── DATOS PROPORCIONADOS ──
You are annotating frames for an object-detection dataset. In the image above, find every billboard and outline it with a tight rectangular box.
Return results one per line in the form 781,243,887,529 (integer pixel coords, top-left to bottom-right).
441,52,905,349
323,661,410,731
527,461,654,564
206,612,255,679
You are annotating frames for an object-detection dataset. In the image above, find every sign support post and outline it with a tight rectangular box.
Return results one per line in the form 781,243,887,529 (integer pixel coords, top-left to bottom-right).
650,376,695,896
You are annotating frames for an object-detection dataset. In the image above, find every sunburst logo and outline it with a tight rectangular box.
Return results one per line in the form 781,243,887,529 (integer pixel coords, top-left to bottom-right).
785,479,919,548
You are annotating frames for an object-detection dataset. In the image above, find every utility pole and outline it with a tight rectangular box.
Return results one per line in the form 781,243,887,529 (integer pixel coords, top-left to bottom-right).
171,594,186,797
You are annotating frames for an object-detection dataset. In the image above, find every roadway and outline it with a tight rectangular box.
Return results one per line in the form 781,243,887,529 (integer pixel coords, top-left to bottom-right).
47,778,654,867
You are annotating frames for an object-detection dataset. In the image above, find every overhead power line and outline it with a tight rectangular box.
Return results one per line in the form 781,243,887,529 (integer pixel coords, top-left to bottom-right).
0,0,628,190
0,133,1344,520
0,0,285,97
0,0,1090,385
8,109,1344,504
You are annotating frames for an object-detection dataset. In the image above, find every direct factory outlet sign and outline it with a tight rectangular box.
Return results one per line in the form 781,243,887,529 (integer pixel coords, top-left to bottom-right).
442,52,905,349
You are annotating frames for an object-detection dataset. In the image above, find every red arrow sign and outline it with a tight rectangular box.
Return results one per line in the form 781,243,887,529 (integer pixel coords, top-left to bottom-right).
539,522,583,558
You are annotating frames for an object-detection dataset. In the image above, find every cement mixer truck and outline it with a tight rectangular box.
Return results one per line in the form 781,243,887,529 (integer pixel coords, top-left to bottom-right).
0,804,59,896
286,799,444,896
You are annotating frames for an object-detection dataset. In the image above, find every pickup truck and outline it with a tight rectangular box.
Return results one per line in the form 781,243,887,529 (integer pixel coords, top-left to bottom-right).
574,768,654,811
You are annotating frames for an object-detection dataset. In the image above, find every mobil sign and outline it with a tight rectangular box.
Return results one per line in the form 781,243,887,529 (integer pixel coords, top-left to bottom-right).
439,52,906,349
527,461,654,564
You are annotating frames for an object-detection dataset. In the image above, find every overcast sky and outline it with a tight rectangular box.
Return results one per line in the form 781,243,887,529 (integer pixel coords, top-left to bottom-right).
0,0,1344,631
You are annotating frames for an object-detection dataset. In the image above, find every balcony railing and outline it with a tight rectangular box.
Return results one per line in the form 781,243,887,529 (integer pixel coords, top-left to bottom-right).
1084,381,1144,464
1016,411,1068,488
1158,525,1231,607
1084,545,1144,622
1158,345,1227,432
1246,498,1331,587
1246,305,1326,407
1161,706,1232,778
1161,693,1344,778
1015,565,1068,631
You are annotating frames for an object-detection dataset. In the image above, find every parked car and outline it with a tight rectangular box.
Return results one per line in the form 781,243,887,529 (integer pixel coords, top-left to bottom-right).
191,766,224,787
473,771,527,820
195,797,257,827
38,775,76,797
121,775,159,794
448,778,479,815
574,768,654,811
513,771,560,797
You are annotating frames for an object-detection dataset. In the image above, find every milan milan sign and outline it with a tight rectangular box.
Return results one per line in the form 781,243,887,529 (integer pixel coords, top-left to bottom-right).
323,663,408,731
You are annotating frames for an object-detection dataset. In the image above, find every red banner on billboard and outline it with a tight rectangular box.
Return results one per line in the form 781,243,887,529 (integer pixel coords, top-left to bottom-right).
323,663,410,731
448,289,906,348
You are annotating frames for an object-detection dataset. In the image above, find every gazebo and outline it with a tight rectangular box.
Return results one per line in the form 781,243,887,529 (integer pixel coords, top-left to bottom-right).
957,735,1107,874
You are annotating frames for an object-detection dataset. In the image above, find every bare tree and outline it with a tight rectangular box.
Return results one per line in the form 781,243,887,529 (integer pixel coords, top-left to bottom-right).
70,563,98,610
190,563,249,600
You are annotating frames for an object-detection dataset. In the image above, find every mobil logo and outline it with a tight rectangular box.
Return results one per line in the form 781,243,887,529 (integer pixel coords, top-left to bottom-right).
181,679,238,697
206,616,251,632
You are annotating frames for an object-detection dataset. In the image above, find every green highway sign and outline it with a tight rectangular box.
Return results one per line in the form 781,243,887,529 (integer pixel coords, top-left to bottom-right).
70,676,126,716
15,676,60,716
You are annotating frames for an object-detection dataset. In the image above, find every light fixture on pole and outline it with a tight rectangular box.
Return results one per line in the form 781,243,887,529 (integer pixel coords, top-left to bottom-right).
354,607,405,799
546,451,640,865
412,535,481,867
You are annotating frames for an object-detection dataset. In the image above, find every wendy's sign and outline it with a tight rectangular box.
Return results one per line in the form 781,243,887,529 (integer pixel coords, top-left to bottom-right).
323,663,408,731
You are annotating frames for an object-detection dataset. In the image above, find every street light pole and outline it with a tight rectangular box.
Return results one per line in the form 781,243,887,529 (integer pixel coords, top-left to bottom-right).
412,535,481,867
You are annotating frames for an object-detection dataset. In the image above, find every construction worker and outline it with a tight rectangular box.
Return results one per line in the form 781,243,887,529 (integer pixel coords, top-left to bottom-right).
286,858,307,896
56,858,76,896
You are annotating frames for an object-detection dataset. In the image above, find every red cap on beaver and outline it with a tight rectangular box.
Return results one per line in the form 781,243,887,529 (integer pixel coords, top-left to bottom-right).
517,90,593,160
───
── DATOS PROPORCIONADOS ──
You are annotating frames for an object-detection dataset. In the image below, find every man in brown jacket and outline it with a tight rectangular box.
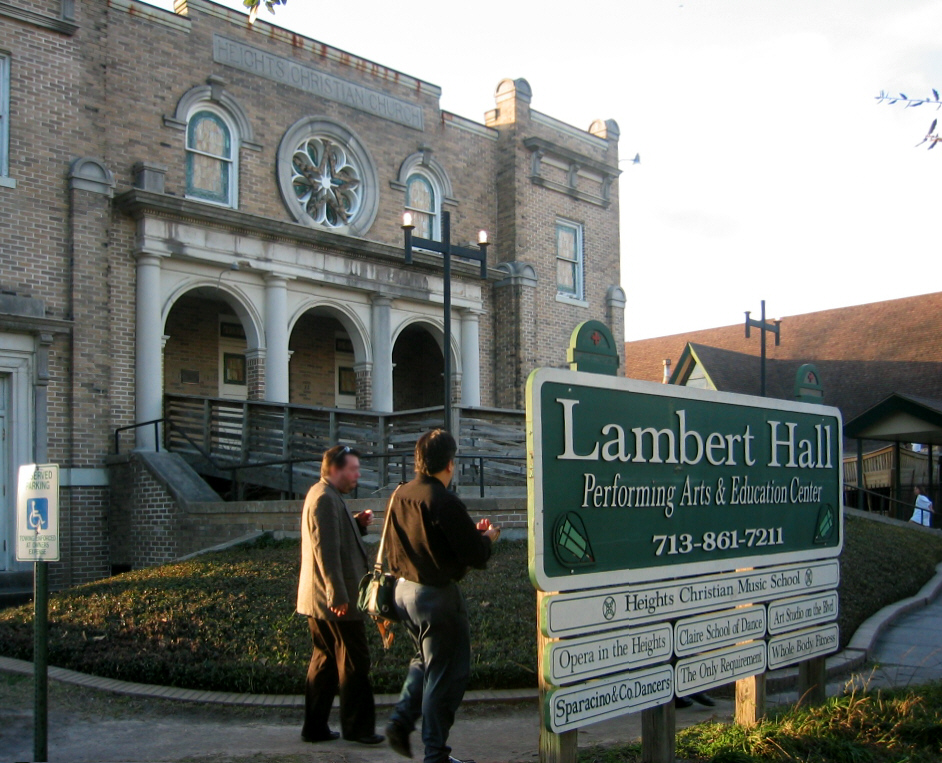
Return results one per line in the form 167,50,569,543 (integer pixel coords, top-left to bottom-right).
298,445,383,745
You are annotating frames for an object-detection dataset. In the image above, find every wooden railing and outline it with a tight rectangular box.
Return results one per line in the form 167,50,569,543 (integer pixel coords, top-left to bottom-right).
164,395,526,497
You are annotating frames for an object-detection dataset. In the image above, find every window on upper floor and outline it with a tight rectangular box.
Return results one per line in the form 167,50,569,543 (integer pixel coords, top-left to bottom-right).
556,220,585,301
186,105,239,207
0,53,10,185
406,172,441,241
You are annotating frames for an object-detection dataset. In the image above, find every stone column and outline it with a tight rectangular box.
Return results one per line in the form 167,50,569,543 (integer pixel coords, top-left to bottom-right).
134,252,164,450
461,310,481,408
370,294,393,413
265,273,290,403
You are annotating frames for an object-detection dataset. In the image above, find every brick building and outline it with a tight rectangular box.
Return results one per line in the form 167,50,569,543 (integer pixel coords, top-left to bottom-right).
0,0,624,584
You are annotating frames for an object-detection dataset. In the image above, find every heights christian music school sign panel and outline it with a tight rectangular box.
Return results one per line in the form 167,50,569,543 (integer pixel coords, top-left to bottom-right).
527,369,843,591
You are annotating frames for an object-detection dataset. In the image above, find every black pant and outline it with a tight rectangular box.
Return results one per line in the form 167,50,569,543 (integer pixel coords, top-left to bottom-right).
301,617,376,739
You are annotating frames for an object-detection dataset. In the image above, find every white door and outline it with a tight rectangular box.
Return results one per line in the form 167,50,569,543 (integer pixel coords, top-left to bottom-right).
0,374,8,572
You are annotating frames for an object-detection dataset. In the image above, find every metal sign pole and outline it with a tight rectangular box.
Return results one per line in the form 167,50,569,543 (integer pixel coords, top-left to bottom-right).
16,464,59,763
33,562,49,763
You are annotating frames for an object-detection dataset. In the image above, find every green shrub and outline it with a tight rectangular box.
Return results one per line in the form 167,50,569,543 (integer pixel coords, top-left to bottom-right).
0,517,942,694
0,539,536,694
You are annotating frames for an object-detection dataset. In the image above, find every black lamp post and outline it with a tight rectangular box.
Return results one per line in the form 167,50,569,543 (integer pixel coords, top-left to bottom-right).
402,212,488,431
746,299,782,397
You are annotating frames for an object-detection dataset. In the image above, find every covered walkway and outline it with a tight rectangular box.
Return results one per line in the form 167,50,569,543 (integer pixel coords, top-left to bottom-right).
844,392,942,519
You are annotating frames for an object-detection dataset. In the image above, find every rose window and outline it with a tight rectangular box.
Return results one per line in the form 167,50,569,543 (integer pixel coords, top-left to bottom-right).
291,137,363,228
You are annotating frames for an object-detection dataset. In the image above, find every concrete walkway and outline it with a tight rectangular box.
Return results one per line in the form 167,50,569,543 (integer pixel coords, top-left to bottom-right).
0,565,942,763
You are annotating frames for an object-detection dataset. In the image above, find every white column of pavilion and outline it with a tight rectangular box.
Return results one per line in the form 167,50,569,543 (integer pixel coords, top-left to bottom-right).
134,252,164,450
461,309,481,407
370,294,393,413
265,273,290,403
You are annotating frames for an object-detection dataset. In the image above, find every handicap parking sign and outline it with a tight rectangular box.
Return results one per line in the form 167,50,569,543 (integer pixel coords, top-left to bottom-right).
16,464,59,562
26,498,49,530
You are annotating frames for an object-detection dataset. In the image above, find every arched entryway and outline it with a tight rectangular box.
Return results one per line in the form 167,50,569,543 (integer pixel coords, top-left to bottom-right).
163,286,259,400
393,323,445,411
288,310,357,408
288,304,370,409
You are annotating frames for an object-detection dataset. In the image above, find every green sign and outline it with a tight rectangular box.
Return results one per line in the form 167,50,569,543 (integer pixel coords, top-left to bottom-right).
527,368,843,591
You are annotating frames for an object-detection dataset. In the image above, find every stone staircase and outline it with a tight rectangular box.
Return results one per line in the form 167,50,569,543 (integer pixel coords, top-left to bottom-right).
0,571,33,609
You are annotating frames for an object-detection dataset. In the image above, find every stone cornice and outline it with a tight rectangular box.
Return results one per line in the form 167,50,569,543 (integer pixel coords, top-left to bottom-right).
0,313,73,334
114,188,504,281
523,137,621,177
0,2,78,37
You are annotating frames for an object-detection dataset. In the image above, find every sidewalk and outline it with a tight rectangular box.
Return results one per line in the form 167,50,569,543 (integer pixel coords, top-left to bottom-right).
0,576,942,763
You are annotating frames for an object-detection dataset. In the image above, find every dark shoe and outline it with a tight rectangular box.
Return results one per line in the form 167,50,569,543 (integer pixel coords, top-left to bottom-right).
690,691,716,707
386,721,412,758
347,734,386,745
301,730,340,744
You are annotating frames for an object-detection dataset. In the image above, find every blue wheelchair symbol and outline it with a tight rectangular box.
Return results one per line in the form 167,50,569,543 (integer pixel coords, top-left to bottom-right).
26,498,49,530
───
TAREA REQUERIDA: Reescribe como una lista JSON de cadenas las líneas que van desde la que contiene "find every wendy's" hasta la que contiene "56,858,76,896", ambas incluidas. Cada línea debe ser una cadena y se omiten las líneas en blanco.

RESULTADO:
[
  "You are annotating frames for an object-detection dataset. In the image above, find every wendy's sign and outline it with a tight rectangular box.",
  "Return results one per line in the form 781,243,887,529 (integer pixel coords, top-left to bottom-right).",
  "323,663,408,731",
  "You are annotating frames for an object-detection dataset. In the image above, find every street light pole and outline it with a tight rectangular box.",
  "Return results one per line in the form 781,243,887,529 (integer pixel coords, top-left to bottom-right).",
  "412,535,481,867",
  "You are annotating frames for an object-detection dataset. In the image above, find every construction worker and outline it with a tight rectangular box.",
  "Return results one per line in the form 781,243,887,529 (integer pixel coords, top-left to bottom-right).",
  "286,858,307,896",
  "56,858,76,896"
]